### DIRECTIONS
[1] In the review of The Peanut Butter Solution, which channel picked up the film and ran it continuously in the mid '80s?
[2] Extend the review of The Peanut Butter Solution, starting right after its last sentence.

There’s something about fantasy and horror that simultaneously repels and attracts the young; it could be peering into the unknown, perhaps it’s something that is “taboo,” or maybe they’re simply drawn to the weird and unexplainable. This last point would certainly explain the devoted cult that surrounds The Peanut Butter Solution (1985), a Canadian film that plays the odd as matter of fact instead of something to cower from. A good lesson to be sure, and one that Severin Films knows all too well. And with this, their first release under the Severin Kids banner, they’re tapping into a particular vein that adults will enjoy as well. Strange is strange, no matter your age.
The brainchild of French Canadian producer Rock Demers, TPBS was the second in his series of films entitled Tales for All, a group of family orientated movies, some of whose popularity reached farther than the Great White North. TPBS certainly had a life, as HBO picked it up and ran it continuously in the mid ’80s, traumatizing youth on both sides of the border.
Perhaps "traumatizing" is too strong a word, and yet I’ve heard a few anecdotes from those who watched it religiously at the time and they swear it crept them out. Fair enough. There is enough bad juju floating throughout The Peanut Butter Solution to give youngsters a wicked dream or two.

(Dataset records)
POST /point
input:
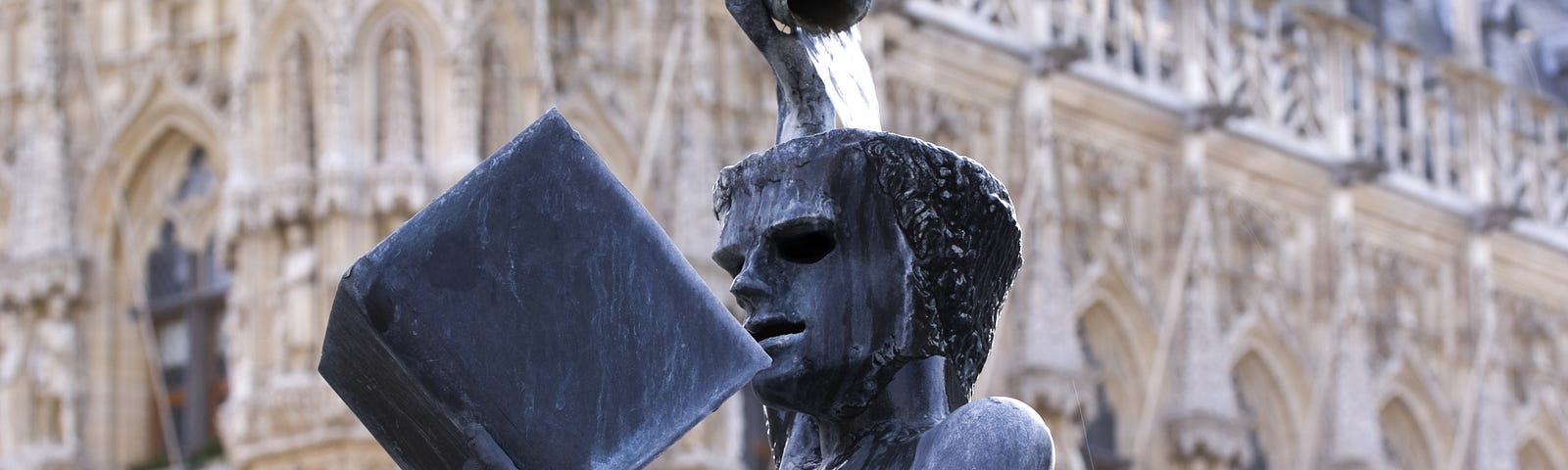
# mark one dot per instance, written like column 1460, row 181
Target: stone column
column 1051, row 370
column 1494, row 438
column 1204, row 422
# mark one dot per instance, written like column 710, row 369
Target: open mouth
column 773, row 328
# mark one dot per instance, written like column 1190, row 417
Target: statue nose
column 749, row 289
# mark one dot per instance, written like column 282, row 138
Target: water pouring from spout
column 820, row 70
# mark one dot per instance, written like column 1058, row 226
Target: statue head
column 857, row 253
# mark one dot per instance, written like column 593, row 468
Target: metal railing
column 1317, row 83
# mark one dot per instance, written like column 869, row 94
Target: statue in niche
column 872, row 268
column 52, row 368
column 298, row 295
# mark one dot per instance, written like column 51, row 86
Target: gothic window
column 298, row 104
column 496, row 104
column 1100, row 446
column 1402, row 438
column 185, row 302
column 397, row 96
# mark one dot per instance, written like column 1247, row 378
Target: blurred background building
column 1261, row 234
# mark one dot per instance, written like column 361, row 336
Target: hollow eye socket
column 807, row 247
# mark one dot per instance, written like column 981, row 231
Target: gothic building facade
column 1259, row 234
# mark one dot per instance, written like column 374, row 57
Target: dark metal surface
column 537, row 306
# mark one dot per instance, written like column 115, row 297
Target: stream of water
column 847, row 77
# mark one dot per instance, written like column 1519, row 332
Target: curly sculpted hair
column 956, row 221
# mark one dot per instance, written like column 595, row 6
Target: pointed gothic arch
column 1115, row 341
column 1403, row 441
column 1270, row 411
column 1413, row 433
column 400, row 82
column 138, row 179
column 509, row 83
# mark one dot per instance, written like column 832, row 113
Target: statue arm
column 993, row 433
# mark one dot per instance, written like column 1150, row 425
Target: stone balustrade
column 1311, row 82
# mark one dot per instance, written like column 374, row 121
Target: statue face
column 822, row 271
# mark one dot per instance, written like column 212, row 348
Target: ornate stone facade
column 1259, row 234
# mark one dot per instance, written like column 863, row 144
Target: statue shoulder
column 992, row 433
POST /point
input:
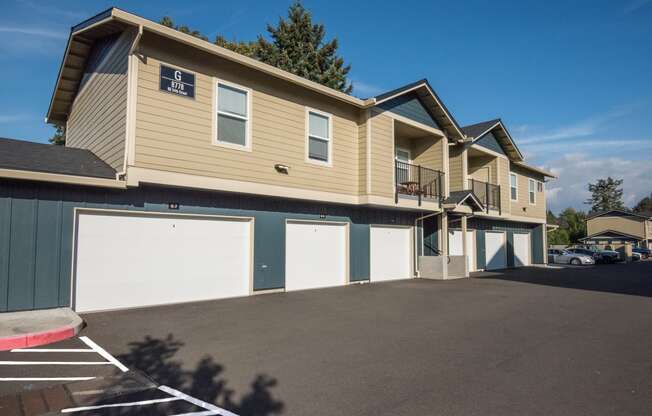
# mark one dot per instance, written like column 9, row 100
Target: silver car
column 566, row 257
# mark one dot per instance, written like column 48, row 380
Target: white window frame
column 329, row 139
column 533, row 192
column 512, row 174
column 216, row 141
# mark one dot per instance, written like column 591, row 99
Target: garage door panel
column 127, row 261
column 521, row 249
column 315, row 255
column 390, row 253
column 495, row 250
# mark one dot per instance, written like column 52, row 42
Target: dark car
column 644, row 252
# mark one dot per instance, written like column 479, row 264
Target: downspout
column 416, row 242
column 122, row 174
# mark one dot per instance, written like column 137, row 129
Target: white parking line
column 128, row 404
column 55, row 363
column 54, row 350
column 196, row 402
column 104, row 354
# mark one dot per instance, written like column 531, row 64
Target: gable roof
column 38, row 157
column 620, row 213
column 497, row 127
column 432, row 102
column 606, row 234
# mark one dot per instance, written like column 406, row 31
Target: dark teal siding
column 490, row 142
column 410, row 106
column 482, row 225
column 37, row 221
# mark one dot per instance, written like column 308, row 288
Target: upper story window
column 513, row 186
column 531, row 191
column 318, row 146
column 233, row 116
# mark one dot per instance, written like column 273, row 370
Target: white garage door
column 521, row 249
column 495, row 250
column 315, row 255
column 391, row 253
column 132, row 260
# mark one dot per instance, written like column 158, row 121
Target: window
column 513, row 186
column 319, row 138
column 233, row 108
column 531, row 191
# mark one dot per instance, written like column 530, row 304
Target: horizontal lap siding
column 98, row 114
column 175, row 133
column 382, row 156
column 37, row 221
column 538, row 210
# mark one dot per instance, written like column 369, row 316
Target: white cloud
column 576, row 170
column 34, row 31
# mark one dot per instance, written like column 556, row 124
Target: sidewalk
column 32, row 328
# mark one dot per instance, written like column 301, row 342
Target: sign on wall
column 177, row 82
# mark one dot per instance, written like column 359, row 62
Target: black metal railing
column 415, row 180
column 487, row 193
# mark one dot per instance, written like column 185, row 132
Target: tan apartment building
column 191, row 172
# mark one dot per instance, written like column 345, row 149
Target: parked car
column 566, row 257
column 644, row 252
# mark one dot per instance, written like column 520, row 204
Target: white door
column 470, row 250
column 315, row 255
column 126, row 260
column 455, row 243
column 521, row 249
column 391, row 253
column 495, row 250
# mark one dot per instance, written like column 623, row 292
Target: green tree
column 644, row 205
column 574, row 223
column 59, row 137
column 606, row 194
column 297, row 46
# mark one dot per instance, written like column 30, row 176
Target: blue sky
column 571, row 79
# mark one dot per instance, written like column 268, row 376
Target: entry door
column 315, row 255
column 391, row 253
column 495, row 250
column 521, row 249
column 126, row 260
column 455, row 247
column 470, row 250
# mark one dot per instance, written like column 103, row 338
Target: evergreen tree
column 644, row 205
column 297, row 46
column 606, row 194
column 59, row 137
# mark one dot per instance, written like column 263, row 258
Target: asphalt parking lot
column 532, row 341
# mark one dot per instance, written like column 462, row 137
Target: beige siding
column 537, row 210
column 175, row 133
column 627, row 225
column 382, row 155
column 98, row 114
column 456, row 181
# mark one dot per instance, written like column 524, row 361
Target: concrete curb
column 36, row 338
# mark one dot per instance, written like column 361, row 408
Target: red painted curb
column 37, row 338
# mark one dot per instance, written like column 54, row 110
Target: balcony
column 418, row 182
column 487, row 193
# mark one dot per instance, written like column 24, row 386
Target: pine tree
column 59, row 137
column 298, row 46
column 644, row 205
column 606, row 194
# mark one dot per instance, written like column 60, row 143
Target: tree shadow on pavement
column 156, row 359
column 623, row 278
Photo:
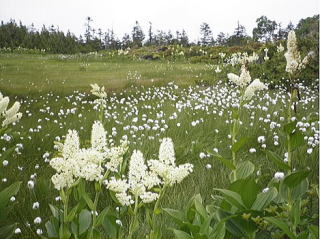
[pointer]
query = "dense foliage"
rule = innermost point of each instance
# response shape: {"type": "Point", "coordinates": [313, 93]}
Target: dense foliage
{"type": "Point", "coordinates": [53, 40]}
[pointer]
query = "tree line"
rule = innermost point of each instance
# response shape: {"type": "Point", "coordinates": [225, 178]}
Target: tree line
{"type": "Point", "coordinates": [14, 35]}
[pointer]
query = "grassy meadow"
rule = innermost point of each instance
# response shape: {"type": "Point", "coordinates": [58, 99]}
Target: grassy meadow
{"type": "Point", "coordinates": [146, 101]}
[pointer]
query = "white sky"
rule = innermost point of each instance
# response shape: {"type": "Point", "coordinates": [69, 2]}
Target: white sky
{"type": "Point", "coordinates": [221, 15]}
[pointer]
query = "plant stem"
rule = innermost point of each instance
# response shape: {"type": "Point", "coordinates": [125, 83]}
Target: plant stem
{"type": "Point", "coordinates": [289, 115]}
{"type": "Point", "coordinates": [95, 203]}
{"type": "Point", "coordinates": [65, 206]}
{"type": "Point", "coordinates": [156, 206]}
{"type": "Point", "coordinates": [133, 222]}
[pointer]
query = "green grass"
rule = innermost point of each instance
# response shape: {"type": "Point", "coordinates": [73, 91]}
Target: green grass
{"type": "Point", "coordinates": [46, 81]}
{"type": "Point", "coordinates": [40, 74]}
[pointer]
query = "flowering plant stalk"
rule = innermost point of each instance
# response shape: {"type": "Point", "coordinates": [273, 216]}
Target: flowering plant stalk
{"type": "Point", "coordinates": [147, 183]}
{"type": "Point", "coordinates": [247, 91]}
{"type": "Point", "coordinates": [9, 116]}
{"type": "Point", "coordinates": [293, 67]}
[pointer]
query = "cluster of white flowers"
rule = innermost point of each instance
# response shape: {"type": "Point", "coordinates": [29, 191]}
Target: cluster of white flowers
{"type": "Point", "coordinates": [166, 168]}
{"type": "Point", "coordinates": [253, 87]}
{"type": "Point", "coordinates": [98, 91]}
{"type": "Point", "coordinates": [217, 70]}
{"type": "Point", "coordinates": [292, 55]}
{"type": "Point", "coordinates": [242, 58]}
{"type": "Point", "coordinates": [10, 115]}
{"type": "Point", "coordinates": [280, 48]}
{"type": "Point", "coordinates": [139, 181]}
{"type": "Point", "coordinates": [142, 178]}
{"type": "Point", "coordinates": [242, 80]}
{"type": "Point", "coordinates": [266, 57]}
{"type": "Point", "coordinates": [75, 162]}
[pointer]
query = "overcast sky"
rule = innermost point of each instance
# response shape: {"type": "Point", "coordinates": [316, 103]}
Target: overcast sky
{"type": "Point", "coordinates": [221, 15]}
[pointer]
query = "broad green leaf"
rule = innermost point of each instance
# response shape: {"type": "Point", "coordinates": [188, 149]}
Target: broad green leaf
{"type": "Point", "coordinates": [219, 231]}
{"type": "Point", "coordinates": [296, 178]}
{"type": "Point", "coordinates": [264, 199]}
{"type": "Point", "coordinates": [228, 163]}
{"type": "Point", "coordinates": [232, 197]}
{"type": "Point", "coordinates": [74, 229]}
{"type": "Point", "coordinates": [54, 211]}
{"type": "Point", "coordinates": [277, 160]}
{"type": "Point", "coordinates": [248, 189]}
{"type": "Point", "coordinates": [204, 228]}
{"type": "Point", "coordinates": [296, 139]}
{"type": "Point", "coordinates": [110, 226]}
{"type": "Point", "coordinates": [7, 193]}
{"type": "Point", "coordinates": [244, 169]}
{"type": "Point", "coordinates": [64, 232]}
{"type": "Point", "coordinates": [239, 144]}
{"type": "Point", "coordinates": [314, 230]}
{"type": "Point", "coordinates": [178, 216]}
{"type": "Point", "coordinates": [101, 216]}
{"type": "Point", "coordinates": [181, 234]}
{"type": "Point", "coordinates": [282, 225]}
{"type": "Point", "coordinates": [6, 232]}
{"type": "Point", "coordinates": [72, 213]}
{"type": "Point", "coordinates": [88, 200]}
{"type": "Point", "coordinates": [303, 235]}
{"type": "Point", "coordinates": [290, 127]}
{"type": "Point", "coordinates": [295, 193]}
{"type": "Point", "coordinates": [199, 207]}
{"type": "Point", "coordinates": [84, 221]}
{"type": "Point", "coordinates": [296, 212]}
{"type": "Point", "coordinates": [51, 230]}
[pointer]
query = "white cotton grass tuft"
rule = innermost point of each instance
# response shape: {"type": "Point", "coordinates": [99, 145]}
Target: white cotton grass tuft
{"type": "Point", "coordinates": [10, 115]}
{"type": "Point", "coordinates": [243, 80]}
{"type": "Point", "coordinates": [255, 85]}
{"type": "Point", "coordinates": [75, 162]}
{"type": "Point", "coordinates": [137, 184]}
{"type": "Point", "coordinates": [165, 166]}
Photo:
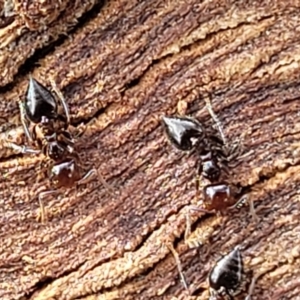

### TASK-BY-TASK RESULTS
[1] HBO

[2]
Eleven-year-old Michael (Mathew Mackay – Habitat) is no different than any other boy on the cusp of adolescence; babied and bugged by his older sister Suzie (Alison Darcy – The Sum of All Fears), staying out of the way of a frazzled artist father (Michael Hogan – Battlestar Galactica) just trying to keep the family together while mom is overseas, and playing soccer with his best friend Conrad, aka Connie (Siluck Saysanasy – Degrassi High). When a house occupied by a homeless couple that Michael was nice to burns to the ground with no survivors, he and Connie decide to check it out. Michael peers inside, screams, hits his head on the ground and lays unconscious.
When he comes to, he has no recollection of what he saw, and as he rises the next morning, he’s greeted by something even worse: he’s completely bald. A wig doesn’t help, and soon Michael is left in a great big funk as to his misfortune. A late-night visit in the kitchen, though, brings some hope: the two homeless people are now ghosts, and they show Michael a concoction that will grow his hair back, with the normal caveat of not using too much, lest the growth runs amok.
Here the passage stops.